-------- The input

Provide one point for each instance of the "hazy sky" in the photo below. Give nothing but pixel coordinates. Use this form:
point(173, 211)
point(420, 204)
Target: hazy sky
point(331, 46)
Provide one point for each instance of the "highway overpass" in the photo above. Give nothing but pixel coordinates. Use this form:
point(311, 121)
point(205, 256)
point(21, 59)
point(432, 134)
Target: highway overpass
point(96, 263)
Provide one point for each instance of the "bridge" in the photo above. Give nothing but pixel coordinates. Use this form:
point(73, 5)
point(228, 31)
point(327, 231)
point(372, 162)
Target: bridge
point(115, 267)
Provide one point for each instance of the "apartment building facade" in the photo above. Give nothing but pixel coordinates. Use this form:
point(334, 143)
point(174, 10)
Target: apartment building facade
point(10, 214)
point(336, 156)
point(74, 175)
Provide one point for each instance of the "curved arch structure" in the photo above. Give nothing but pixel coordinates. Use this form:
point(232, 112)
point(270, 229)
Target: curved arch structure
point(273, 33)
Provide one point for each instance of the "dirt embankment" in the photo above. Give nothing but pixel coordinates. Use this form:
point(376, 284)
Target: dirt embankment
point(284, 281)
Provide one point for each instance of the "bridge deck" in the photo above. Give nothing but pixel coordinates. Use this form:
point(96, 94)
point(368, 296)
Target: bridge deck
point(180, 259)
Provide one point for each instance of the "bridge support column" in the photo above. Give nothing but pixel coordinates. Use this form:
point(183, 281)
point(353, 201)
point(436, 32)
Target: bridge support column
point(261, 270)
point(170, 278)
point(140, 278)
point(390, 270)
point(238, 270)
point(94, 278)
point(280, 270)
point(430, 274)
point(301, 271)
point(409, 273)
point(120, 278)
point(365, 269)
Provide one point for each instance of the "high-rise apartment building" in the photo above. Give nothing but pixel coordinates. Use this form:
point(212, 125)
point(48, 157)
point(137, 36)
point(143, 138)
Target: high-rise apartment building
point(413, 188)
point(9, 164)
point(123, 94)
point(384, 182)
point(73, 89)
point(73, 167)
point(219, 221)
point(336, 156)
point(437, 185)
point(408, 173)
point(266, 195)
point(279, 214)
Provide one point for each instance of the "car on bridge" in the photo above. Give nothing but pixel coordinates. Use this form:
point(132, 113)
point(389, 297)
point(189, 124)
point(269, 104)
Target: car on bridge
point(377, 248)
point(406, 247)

----------------

• Stated goal:
Your task is to print all of the records exactly.

• Response for this exercise:
Provide one point for each instance of the "hazy sky" in the photo below. Give nothing but pixel coordinates. Use this form:
point(173, 211)
point(420, 204)
Target: hazy sky
point(331, 46)
Provide one point for each instance of the "highway overpass" in the photo above. Give nothing but pixel coordinates. Use this form:
point(311, 121)
point(205, 256)
point(21, 59)
point(432, 134)
Target: highway overpass
point(96, 263)
Provide one point for each instance of the "bridge" in the photo above. Give nothing but pixel coordinates. Use this form:
point(73, 5)
point(228, 31)
point(327, 231)
point(372, 162)
Target: bridge
point(115, 267)
Provide one point for each instance of the "apartment building facade" in the photo above. Give nothing but pixel coordinates. Use this form:
point(334, 143)
point(174, 10)
Target: apartment building facade
point(10, 214)
point(336, 156)
point(74, 175)
Provide one point for each instance of the "curved arch structure" in the photo above. Give nothing but pixel coordinates. Use this form:
point(232, 112)
point(270, 229)
Target: curved arch structure
point(273, 33)
Provide one point for each instance of the "dirt embankment" in the photo above. Give nothing but pixel coordinates. Use this form:
point(376, 284)
Target: dirt embankment
point(284, 281)
Provide one point for each instance of the "bridge deck" in the photo above. Give nothing but pixel coordinates. Use this form:
point(96, 94)
point(368, 296)
Target: bridge deck
point(180, 259)
Provide one point for each instance of the "bridge support column" in the photo above. Give nothing but pixel coordinates. Use this form:
point(183, 281)
point(353, 201)
point(436, 32)
Target: bridge support column
point(261, 270)
point(170, 278)
point(140, 278)
point(390, 270)
point(238, 270)
point(94, 278)
point(280, 270)
point(430, 274)
point(301, 271)
point(409, 273)
point(120, 278)
point(365, 269)
Provide one point for each instance of the "high-rise apartment building" in the photo above. Give nothing but pixel coordinates. Use this form:
point(212, 125)
point(48, 157)
point(137, 36)
point(143, 138)
Target: high-rise apartment building
point(413, 188)
point(9, 164)
point(123, 94)
point(384, 182)
point(73, 89)
point(73, 167)
point(219, 221)
point(336, 156)
point(437, 185)
point(408, 173)
point(266, 195)
point(279, 214)
Provide one point for each instance of the "car on bridge" in the photo above. Give nothing but pixel coordinates. Use this form:
point(132, 113)
point(389, 297)
point(189, 124)
point(269, 104)
Target: car on bridge
point(377, 248)
point(406, 247)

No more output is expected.